◆ **VORLIEGENDER TEXT**:
********************

Schon komisch, wie schnell man sich umgewöhnt. Klar: Ich vermisse meine „unverbesserlichen“ Volleyballfreunde und den Dienstagssport mit unserer coolen Trainerin Erika. Aber ansonsten hab' ich mich ratzfatz mit der neuen Situation arrangiert und freue mich mittlerweile schon auf die allabendliche Freizeit. Früher waren alle Abende der Woche durchgeplant mit eigenen Aktivitäten und Fahrdiensten für die Kinder. Dann kam Corona – und seitdem muss niemand mehr zum Fußballtraining, zur Musikschule oder zu Freunden gebracht und später wieder von dort abgeholt werden. Stattdessen kann ich nun allabendlich mit unserem lustigen Pflegehund Bobby durch Feld und Flur streifen – und das ohne ständig auf die Uhr schauen zu müssen, um keinen Hol- oder Bringdienst zu vertrödeln. Ehrlich: Ich genieße das fast ein bisschen.

********************

◆ **AUFGABEN**:
1 – Prüfe für jede Aussage, ob sie mit dem Text übereinstimmt, und belege dein Ja oder Nein mit einem wörtlichen Zitat: (a) Der Dienstagssport fand mit der Trainerin Erika statt. (b) Vor Corona waren nur einige Abende der Woche verplant. (c) Der Hund heißt Bobby.
2 – Gib den Abschnitt des Textes wieder, der mit „Schon komisch, wie“ beginnt und nach „fast ein bisschen.“ endet, und tausche darin „Pflegehund“ gegen „Familienhund“ aus.
3 – Wohin mussten die Kinder laut dem Text vor Corona gebracht werden?

********************

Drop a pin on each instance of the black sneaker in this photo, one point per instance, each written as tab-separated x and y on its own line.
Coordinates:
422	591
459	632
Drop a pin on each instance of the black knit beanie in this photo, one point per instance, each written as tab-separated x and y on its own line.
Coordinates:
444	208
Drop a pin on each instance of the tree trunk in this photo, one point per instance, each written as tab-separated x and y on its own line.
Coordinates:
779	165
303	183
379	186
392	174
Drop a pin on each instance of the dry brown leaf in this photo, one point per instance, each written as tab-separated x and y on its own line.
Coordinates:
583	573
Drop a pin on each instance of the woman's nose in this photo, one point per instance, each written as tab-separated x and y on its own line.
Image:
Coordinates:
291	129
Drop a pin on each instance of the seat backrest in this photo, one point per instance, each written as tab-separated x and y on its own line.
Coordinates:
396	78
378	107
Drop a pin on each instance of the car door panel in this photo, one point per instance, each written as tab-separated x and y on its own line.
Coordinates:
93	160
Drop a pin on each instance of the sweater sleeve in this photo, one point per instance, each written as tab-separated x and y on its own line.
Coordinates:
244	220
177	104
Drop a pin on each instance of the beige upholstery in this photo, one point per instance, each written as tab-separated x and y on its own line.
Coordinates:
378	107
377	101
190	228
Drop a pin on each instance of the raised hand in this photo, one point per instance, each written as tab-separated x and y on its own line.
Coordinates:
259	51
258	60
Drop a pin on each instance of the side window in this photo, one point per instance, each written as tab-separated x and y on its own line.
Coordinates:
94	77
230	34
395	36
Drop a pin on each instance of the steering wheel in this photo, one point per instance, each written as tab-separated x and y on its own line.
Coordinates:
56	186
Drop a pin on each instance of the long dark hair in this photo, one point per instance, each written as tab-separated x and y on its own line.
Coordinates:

********************

◆ **LÖSUNGEN**:
1 –
(a) Ja: „den Dienstagssport mit unserer coolen Trainerin Erika“
(b) Nein: „Früher waren alle Abende der Woche durchgeplant“
(c) Ja: „mit unserem lustigen Pflegehund Bobby“

2 –
Schon komisch, wie schnell man sich umgewöhnt. Klar: Ich vermisse meine „unverbesserlichen“ Volleyballfreunde und den Dienstagssport mit unserer coolen Trainerin Erika. Aber ansonsten hab' ich mich ratzfatz mit der neuen Situation arrangiert und freue mich mittlerweile schon auf die allabendliche Freizeit. Früher waren alle Abende der Woche durchgeplant mit eigenen Aktivitäten und Fahrdiensten für die Kinder. Dann kam Corona – und seitdem muss niemand mehr zum Fußballtraining, zur Musikschule oder zu Freunden gebracht und später wieder von dort abgeholt werden. Stattdessen kann ich nun allabendlich mit unserem lustigen Familienhund Bobby durch Feld und Flur streifen – und das ohne ständig auf die Uhr schauen zu müssen, um keinen Hol- oder Bringdienst zu vertrödeln. Ehrlich: Ich genieße das fast ein bisschen.

3 – Zum Fußballtraining, zur Musikschule oder zu Freunden.